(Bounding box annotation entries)
= = = = = = =

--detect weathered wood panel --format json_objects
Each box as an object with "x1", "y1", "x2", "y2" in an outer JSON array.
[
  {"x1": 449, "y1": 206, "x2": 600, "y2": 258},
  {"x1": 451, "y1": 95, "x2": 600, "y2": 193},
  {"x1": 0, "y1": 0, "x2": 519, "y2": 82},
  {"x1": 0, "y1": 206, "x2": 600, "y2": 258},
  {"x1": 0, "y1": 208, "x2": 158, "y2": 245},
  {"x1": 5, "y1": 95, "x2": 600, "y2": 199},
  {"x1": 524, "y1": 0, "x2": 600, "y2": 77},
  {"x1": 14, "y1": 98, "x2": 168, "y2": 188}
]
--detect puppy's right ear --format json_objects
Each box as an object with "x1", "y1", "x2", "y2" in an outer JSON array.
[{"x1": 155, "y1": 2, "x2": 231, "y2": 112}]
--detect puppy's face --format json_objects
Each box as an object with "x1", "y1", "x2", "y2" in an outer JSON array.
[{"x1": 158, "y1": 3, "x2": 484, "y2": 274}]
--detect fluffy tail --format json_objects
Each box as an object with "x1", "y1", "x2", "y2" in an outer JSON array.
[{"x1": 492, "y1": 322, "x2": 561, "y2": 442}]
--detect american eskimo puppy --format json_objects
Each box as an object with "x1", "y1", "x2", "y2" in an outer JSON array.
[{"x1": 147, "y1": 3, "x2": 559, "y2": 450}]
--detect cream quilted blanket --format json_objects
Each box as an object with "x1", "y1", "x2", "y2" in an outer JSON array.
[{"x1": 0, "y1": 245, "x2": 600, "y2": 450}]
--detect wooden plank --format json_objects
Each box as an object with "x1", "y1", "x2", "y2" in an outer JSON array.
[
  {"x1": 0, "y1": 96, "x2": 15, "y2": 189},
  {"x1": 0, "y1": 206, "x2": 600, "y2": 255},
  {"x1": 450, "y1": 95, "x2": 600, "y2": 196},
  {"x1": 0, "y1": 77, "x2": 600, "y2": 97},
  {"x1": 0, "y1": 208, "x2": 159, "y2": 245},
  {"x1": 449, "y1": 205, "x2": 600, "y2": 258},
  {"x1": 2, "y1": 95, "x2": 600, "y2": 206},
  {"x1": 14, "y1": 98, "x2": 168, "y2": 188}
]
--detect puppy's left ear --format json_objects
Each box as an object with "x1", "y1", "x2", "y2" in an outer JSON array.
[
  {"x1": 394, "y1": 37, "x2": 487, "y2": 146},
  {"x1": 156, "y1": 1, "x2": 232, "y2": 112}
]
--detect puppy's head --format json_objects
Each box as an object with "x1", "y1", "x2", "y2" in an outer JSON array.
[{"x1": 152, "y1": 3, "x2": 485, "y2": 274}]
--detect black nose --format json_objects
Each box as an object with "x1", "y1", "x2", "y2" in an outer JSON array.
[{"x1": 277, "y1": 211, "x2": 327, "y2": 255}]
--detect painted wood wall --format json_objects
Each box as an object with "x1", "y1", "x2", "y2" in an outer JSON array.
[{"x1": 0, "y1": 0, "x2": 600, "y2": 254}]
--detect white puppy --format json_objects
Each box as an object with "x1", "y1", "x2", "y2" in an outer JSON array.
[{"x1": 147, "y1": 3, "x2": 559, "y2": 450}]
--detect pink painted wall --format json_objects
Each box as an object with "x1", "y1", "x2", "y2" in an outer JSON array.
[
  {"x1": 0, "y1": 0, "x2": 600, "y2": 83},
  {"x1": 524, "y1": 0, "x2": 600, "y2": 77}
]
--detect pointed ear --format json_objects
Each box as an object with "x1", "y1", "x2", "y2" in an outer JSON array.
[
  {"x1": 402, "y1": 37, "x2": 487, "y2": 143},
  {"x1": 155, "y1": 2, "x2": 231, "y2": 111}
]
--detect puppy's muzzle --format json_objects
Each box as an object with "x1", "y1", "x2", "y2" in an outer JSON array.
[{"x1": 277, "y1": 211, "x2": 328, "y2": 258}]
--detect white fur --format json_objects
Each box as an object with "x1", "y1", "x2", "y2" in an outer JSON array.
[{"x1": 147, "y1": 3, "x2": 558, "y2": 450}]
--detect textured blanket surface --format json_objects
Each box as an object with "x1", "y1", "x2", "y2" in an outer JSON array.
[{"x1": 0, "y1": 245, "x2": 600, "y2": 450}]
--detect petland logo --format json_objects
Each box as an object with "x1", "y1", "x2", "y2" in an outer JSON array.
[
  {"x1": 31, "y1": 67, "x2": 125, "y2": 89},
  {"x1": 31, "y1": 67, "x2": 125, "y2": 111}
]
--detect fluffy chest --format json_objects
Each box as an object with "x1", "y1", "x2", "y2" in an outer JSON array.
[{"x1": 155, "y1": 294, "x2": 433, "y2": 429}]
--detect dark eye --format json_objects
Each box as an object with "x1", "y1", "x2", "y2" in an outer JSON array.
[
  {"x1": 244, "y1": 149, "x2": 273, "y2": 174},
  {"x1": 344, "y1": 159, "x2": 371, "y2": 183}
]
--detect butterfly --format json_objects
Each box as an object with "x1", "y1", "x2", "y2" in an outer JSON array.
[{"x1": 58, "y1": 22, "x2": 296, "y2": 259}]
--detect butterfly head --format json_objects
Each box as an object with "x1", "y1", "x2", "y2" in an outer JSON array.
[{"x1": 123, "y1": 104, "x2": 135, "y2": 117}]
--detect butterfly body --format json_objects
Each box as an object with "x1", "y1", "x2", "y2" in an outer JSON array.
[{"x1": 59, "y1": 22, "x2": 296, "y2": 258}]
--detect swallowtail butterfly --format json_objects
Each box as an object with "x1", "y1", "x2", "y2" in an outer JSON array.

= = = = = = =

_What you are asked to do:_
Can you render every line of the listing above as a numbered list, omitting any blank lines?

_Exercise solution:_
1. --detect weathered wood panel --format json_objects
2. Each box as an object with "x1", "y1", "x2", "y2" in an outer JSON array.
3. [
4.   {"x1": 449, "y1": 206, "x2": 600, "y2": 258},
5.   {"x1": 451, "y1": 95, "x2": 600, "y2": 193},
6.   {"x1": 0, "y1": 0, "x2": 519, "y2": 82},
7.   {"x1": 0, "y1": 206, "x2": 600, "y2": 258},
8.   {"x1": 0, "y1": 208, "x2": 158, "y2": 245},
9.   {"x1": 5, "y1": 95, "x2": 600, "y2": 199},
10.   {"x1": 524, "y1": 0, "x2": 600, "y2": 77},
11.   {"x1": 14, "y1": 98, "x2": 168, "y2": 188}
12. ]
13. --detect puppy's right ear --format json_objects
14. Each box as an object with "x1", "y1", "x2", "y2" in an outer JSON array.
15. [{"x1": 155, "y1": 2, "x2": 231, "y2": 112}]
16. --detect puppy's face --format json_objects
17. Each box as an object with "x1", "y1", "x2", "y2" in an outer JSON array.
18. [{"x1": 158, "y1": 3, "x2": 484, "y2": 274}]
19. --detect fluffy tail --format json_objects
20. Each box as an object with "x1", "y1", "x2", "y2" in an outer JSON array.
21. [{"x1": 492, "y1": 322, "x2": 561, "y2": 442}]
22. --detect american eskimo puppy --format json_objects
23. Each box as an object with "x1", "y1", "x2", "y2" in an outer JSON array.
24. [{"x1": 147, "y1": 3, "x2": 559, "y2": 450}]
25. --detect cream quilted blanket --format json_objects
26. Each box as an object with "x1", "y1", "x2", "y2" in an outer JSON array.
27. [{"x1": 0, "y1": 245, "x2": 600, "y2": 450}]
28. --detect wooden plank --format json_objects
29. Each box as an object with "x1", "y1", "x2", "y2" in an outer JSON array.
30. [
31.   {"x1": 0, "y1": 96, "x2": 15, "y2": 189},
32.   {"x1": 0, "y1": 206, "x2": 600, "y2": 255},
33.   {"x1": 450, "y1": 95, "x2": 600, "y2": 196},
34.   {"x1": 0, "y1": 77, "x2": 600, "y2": 97},
35.   {"x1": 0, "y1": 208, "x2": 159, "y2": 245},
36.   {"x1": 449, "y1": 205, "x2": 600, "y2": 258},
37.   {"x1": 2, "y1": 95, "x2": 600, "y2": 206},
38.   {"x1": 14, "y1": 98, "x2": 168, "y2": 188}
39. ]
40. --detect puppy's left ear --format json_objects
41. Each box as an object with "x1", "y1", "x2", "y2" in an outer JSON array.
42. [
43.   {"x1": 394, "y1": 37, "x2": 487, "y2": 146},
44.   {"x1": 156, "y1": 1, "x2": 232, "y2": 112}
45. ]
46. --detect puppy's head --format json_objects
47. Each box as an object with "x1", "y1", "x2", "y2" in an outer JSON array.
48. [{"x1": 152, "y1": 3, "x2": 485, "y2": 274}]
49. --detect black nose --format json_objects
50. Each box as an object with "x1", "y1", "x2", "y2" in an outer JSON array.
51. [{"x1": 277, "y1": 211, "x2": 327, "y2": 255}]
52. --detect painted wood wall --format json_objects
53. Each box as an object with "x1", "y1", "x2", "y2" in an outer JSON array.
54. [{"x1": 0, "y1": 0, "x2": 600, "y2": 254}]
55. --detect white puppy --format json_objects
56. Each box as an object with "x1", "y1", "x2", "y2" in an outer JSON array.
57. [{"x1": 147, "y1": 3, "x2": 559, "y2": 450}]
58. --detect pink painted wall --format json_objects
59. Each box as an object with "x1", "y1", "x2", "y2" in an outer JSON array.
60. [
61.   {"x1": 0, "y1": 0, "x2": 600, "y2": 83},
62.   {"x1": 524, "y1": 0, "x2": 600, "y2": 77}
63. ]
64. --detect pointed ear --format json_objects
65. Each box as an object with "x1", "y1", "x2", "y2" in an outer JSON array.
66. [
67.   {"x1": 402, "y1": 37, "x2": 487, "y2": 143},
68.   {"x1": 155, "y1": 2, "x2": 231, "y2": 111}
69. ]
70. --detect puppy's muzzle --format json_objects
71. Each box as an object with "x1", "y1", "x2", "y2" in an outer JSON array.
72. [{"x1": 277, "y1": 211, "x2": 328, "y2": 258}]
73. --detect white fur --format json_objects
74. Each box as an object with "x1", "y1", "x2", "y2" in an outer JSON array.
75. [{"x1": 147, "y1": 3, "x2": 558, "y2": 450}]
76. --detect textured blanket surface --format json_objects
77. Each box as an object with "x1", "y1", "x2", "y2" in an outer JSON array.
78. [{"x1": 0, "y1": 245, "x2": 600, "y2": 450}]
79. --detect petland logo --format json_objects
80. Each box as an object with "x1", "y1", "x2", "y2" in an outer JSON array.
81. [
82.   {"x1": 31, "y1": 67, "x2": 125, "y2": 89},
83.   {"x1": 31, "y1": 67, "x2": 125, "y2": 111}
84. ]
85. --detect fluffy chest --format json_objects
86. Each box as an object with "x1", "y1", "x2", "y2" in an outer JSON array.
87. [{"x1": 155, "y1": 294, "x2": 433, "y2": 429}]
88. --detect dark eye --format json_objects
89. Each box as an object with "x1", "y1", "x2", "y2" in an outer JSON array.
90. [
91.   {"x1": 244, "y1": 149, "x2": 273, "y2": 174},
92.   {"x1": 344, "y1": 159, "x2": 371, "y2": 183}
93. ]
94. --detect butterfly --format json_objects
95. Each box as an object with "x1", "y1", "x2", "y2" in an outer JSON array.
96. [{"x1": 58, "y1": 22, "x2": 296, "y2": 259}]
97. --detect butterfly head --format json_objects
98. Each box as an object with "x1", "y1", "x2", "y2" in an outer JSON array.
99. [{"x1": 123, "y1": 104, "x2": 135, "y2": 117}]
100. --detect butterfly body --format json_objects
101. Each box as an object with "x1", "y1", "x2", "y2" in an outer JSON array.
102. [{"x1": 59, "y1": 22, "x2": 296, "y2": 258}]
103. --detect swallowtail butterfly --format json_objects
104. Each box as an object with "x1", "y1", "x2", "y2" in an outer JSON array.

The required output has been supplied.